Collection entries
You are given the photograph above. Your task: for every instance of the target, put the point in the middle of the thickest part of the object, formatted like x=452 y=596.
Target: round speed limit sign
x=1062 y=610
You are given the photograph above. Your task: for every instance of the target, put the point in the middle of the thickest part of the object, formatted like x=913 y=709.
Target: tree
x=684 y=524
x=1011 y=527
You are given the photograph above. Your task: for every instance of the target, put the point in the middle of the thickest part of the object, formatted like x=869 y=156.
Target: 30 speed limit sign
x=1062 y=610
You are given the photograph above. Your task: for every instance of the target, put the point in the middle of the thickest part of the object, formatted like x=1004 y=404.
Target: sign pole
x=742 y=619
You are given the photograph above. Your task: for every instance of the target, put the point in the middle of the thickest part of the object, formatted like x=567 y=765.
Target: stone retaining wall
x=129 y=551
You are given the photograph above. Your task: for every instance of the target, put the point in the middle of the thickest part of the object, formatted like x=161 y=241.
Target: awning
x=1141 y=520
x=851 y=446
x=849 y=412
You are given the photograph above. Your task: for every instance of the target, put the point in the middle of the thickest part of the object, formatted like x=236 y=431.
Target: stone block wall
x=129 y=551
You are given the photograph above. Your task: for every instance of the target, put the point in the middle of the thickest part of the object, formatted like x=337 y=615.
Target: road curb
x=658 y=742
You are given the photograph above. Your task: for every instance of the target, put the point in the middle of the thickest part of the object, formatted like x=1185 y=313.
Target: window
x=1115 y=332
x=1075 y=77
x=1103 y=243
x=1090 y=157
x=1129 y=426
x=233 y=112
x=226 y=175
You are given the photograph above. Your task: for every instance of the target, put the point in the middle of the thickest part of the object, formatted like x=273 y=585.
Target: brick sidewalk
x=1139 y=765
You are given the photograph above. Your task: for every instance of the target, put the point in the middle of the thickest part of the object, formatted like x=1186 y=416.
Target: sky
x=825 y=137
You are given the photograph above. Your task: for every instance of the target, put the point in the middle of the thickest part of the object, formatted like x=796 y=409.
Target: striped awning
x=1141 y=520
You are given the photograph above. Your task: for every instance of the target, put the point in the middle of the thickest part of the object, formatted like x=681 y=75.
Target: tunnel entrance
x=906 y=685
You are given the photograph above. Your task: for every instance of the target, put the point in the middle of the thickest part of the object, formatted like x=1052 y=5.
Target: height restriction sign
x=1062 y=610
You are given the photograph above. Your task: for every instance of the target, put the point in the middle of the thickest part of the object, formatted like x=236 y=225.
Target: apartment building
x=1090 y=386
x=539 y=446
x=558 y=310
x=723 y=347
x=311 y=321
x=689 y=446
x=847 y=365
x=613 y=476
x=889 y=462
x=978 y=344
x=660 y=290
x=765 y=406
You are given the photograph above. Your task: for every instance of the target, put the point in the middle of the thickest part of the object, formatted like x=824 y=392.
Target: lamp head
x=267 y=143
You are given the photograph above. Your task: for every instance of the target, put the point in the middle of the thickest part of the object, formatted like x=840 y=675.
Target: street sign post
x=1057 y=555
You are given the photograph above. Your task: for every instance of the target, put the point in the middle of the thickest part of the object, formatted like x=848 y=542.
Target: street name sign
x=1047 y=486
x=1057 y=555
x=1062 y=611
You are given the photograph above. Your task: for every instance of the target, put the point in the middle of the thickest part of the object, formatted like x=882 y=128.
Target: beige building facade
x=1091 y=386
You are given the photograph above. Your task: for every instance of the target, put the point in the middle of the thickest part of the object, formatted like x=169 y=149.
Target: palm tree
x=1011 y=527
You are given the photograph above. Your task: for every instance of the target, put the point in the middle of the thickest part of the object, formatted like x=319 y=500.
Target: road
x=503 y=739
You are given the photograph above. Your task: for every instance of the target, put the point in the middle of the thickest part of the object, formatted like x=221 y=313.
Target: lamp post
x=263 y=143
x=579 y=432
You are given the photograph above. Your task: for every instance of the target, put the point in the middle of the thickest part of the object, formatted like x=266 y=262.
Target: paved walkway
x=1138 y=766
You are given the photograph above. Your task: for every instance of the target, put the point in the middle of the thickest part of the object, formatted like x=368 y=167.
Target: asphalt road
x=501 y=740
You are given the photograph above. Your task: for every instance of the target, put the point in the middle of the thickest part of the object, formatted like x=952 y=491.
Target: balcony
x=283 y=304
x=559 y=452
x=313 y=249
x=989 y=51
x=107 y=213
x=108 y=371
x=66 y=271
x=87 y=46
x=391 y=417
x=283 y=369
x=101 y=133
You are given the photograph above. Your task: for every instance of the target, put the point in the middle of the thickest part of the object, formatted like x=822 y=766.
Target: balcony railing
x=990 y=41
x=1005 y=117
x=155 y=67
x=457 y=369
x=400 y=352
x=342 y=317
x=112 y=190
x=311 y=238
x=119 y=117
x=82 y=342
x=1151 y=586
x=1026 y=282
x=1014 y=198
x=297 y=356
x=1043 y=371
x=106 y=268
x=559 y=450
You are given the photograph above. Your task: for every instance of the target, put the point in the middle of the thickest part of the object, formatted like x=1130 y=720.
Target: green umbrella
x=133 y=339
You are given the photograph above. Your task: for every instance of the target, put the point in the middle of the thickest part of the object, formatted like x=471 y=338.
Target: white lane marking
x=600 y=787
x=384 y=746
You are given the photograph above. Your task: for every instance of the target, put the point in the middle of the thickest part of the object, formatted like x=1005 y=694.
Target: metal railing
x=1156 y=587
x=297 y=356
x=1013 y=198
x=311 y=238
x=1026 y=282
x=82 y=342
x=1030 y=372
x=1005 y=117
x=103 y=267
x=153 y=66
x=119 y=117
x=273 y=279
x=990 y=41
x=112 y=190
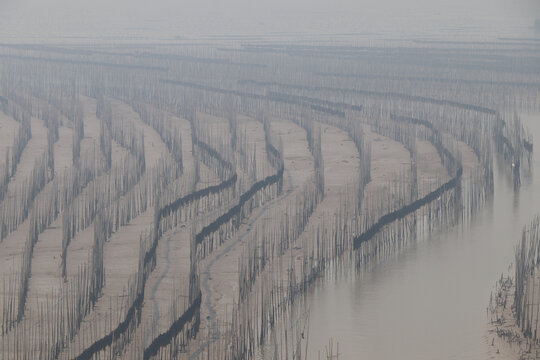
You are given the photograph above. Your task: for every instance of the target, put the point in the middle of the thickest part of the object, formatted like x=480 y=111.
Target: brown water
x=429 y=301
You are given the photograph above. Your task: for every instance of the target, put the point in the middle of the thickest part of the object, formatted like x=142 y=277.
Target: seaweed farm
x=247 y=199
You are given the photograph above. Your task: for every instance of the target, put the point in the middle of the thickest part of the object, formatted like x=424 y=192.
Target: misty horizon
x=168 y=19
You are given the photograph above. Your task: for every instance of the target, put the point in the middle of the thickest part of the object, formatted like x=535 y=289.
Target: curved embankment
x=234 y=215
x=148 y=262
x=219 y=279
x=417 y=204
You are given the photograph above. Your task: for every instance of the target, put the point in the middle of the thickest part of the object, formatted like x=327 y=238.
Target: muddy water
x=428 y=302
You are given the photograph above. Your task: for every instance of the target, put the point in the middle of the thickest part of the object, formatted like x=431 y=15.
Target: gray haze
x=184 y=18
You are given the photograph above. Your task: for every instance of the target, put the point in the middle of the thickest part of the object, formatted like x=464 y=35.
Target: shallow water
x=429 y=301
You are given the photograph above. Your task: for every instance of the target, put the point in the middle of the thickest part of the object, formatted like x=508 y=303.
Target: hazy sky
x=211 y=17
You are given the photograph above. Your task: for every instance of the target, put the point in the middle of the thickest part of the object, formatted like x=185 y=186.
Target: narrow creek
x=429 y=301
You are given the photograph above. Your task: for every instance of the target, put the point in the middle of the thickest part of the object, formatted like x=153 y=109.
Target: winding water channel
x=429 y=301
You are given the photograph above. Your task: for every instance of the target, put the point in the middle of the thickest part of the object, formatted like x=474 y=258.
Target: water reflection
x=429 y=302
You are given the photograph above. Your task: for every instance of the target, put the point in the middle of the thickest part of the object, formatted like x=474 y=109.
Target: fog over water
x=35 y=19
x=429 y=302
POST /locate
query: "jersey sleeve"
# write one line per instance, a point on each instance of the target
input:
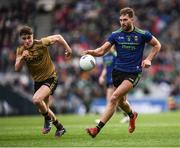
(147, 36)
(45, 42)
(18, 51)
(111, 39)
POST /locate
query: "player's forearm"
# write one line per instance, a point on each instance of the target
(97, 53)
(19, 63)
(64, 43)
(154, 52)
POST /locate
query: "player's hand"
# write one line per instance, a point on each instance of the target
(25, 54)
(88, 52)
(67, 54)
(146, 63)
(101, 80)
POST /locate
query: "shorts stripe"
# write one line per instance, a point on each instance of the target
(137, 80)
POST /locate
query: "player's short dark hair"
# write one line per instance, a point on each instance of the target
(25, 30)
(128, 11)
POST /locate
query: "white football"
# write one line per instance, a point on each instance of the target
(87, 62)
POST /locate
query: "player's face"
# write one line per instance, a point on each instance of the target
(126, 22)
(27, 40)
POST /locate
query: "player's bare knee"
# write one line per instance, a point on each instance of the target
(36, 100)
(113, 100)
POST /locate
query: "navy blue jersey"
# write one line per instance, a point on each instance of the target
(129, 47)
(108, 60)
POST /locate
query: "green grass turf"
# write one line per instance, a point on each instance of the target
(153, 130)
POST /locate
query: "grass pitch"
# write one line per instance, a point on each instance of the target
(153, 130)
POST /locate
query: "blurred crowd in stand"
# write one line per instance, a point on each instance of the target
(85, 24)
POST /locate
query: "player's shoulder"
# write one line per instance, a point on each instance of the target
(140, 31)
(37, 42)
(117, 31)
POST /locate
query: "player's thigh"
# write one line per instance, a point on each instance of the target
(109, 92)
(42, 93)
(123, 89)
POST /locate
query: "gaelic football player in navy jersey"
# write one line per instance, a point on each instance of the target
(106, 77)
(129, 42)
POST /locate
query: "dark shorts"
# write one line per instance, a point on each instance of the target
(51, 83)
(109, 84)
(119, 76)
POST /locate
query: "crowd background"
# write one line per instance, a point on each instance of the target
(85, 24)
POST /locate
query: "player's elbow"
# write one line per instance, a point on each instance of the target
(59, 38)
(17, 68)
(158, 46)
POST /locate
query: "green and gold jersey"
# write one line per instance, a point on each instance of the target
(39, 63)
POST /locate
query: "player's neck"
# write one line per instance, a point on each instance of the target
(132, 28)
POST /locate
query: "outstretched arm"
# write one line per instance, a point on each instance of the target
(102, 76)
(61, 41)
(20, 60)
(99, 51)
(156, 45)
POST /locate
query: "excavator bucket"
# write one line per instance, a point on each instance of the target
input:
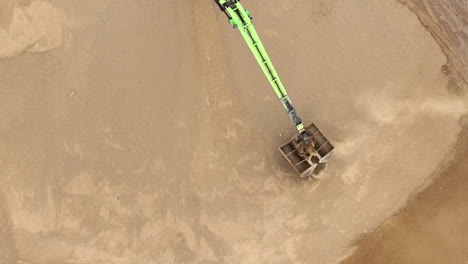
(307, 150)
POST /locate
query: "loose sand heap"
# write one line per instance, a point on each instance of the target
(150, 137)
(36, 28)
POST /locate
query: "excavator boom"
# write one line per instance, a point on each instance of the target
(309, 147)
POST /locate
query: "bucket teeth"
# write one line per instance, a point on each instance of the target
(305, 155)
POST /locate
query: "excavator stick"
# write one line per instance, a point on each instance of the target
(309, 147)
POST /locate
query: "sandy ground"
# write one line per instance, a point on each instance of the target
(433, 228)
(144, 132)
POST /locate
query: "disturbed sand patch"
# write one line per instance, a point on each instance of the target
(36, 27)
(165, 154)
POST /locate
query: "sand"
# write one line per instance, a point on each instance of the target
(149, 135)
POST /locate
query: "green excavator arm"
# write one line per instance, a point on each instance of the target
(309, 148)
(241, 19)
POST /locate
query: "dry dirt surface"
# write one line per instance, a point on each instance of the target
(144, 132)
(432, 229)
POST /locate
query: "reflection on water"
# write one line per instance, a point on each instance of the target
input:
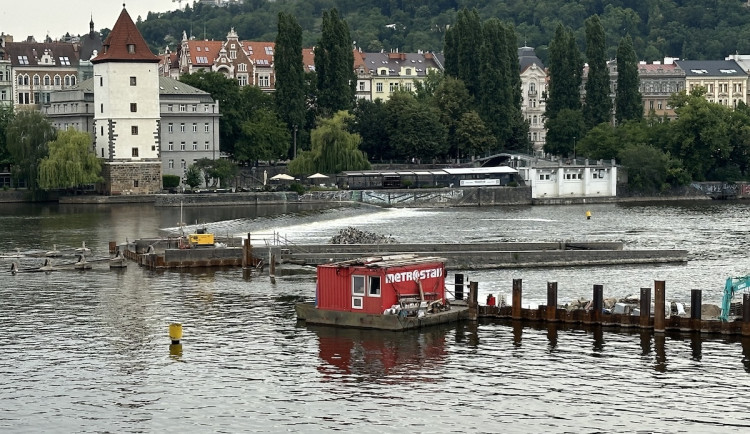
(378, 354)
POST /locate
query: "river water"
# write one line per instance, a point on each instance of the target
(89, 351)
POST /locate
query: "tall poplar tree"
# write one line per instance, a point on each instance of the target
(598, 105)
(519, 138)
(564, 98)
(463, 43)
(495, 97)
(290, 73)
(334, 65)
(565, 66)
(628, 101)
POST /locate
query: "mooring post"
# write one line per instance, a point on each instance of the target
(551, 301)
(645, 316)
(458, 288)
(272, 265)
(696, 296)
(745, 314)
(659, 306)
(473, 300)
(517, 291)
(247, 253)
(598, 304)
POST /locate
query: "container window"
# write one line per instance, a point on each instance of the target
(374, 286)
(358, 285)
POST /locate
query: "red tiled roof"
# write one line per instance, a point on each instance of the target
(261, 53)
(308, 58)
(123, 34)
(203, 53)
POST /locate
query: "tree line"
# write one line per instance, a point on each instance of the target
(688, 29)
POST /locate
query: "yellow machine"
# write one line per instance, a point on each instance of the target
(201, 239)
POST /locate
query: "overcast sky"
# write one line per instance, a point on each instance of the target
(55, 17)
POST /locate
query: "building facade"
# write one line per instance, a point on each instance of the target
(189, 126)
(126, 111)
(189, 121)
(248, 62)
(658, 81)
(724, 80)
(533, 91)
(39, 69)
(389, 72)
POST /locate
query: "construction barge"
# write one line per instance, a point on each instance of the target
(176, 253)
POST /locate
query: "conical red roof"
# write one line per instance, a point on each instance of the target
(125, 43)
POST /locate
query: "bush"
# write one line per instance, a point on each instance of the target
(170, 181)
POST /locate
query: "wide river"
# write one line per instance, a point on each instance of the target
(89, 351)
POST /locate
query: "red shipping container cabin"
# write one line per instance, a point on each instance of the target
(372, 285)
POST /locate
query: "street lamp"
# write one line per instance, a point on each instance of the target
(295, 141)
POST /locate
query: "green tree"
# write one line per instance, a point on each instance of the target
(369, 118)
(27, 137)
(564, 131)
(652, 170)
(334, 149)
(495, 96)
(227, 92)
(70, 162)
(453, 101)
(473, 138)
(700, 136)
(564, 99)
(222, 171)
(290, 73)
(193, 176)
(204, 166)
(463, 43)
(565, 66)
(415, 129)
(264, 137)
(334, 60)
(598, 106)
(6, 116)
(628, 101)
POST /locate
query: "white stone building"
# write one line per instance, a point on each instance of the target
(126, 111)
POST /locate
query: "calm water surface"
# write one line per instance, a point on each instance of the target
(89, 352)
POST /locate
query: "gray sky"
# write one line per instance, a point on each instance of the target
(55, 17)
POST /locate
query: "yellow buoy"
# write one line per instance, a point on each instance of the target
(175, 351)
(175, 332)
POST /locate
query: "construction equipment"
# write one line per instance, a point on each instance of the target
(201, 239)
(733, 285)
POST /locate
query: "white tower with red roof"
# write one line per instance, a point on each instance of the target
(126, 119)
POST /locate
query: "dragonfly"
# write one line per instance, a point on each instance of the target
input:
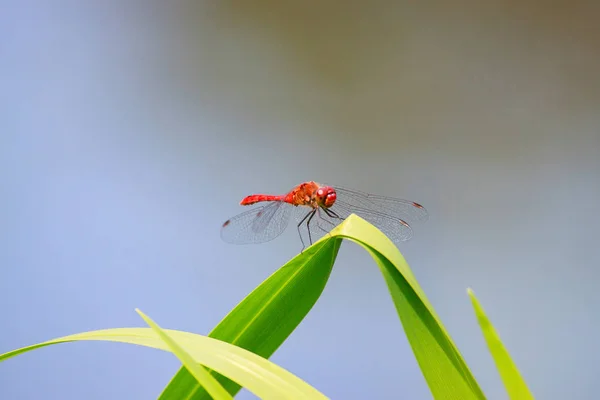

What to work on:
Above are some records. Copy each of their lines that holds the string "shorts".

Completed task:
query: "shorts stripe"
query: "dark shorts"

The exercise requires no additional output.